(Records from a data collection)
——

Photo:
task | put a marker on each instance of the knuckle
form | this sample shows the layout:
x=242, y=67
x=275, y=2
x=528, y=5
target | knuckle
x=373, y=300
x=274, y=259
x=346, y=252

——

**To do:**
Set down each line exactly as it appears in the data.

**Output for this task:**
Photo:
task | put a marker on each instance of the knuckle
form | this sample shows the layout:
x=242, y=67
x=275, y=2
x=528, y=5
target | knuckle
x=373, y=300
x=274, y=259
x=346, y=252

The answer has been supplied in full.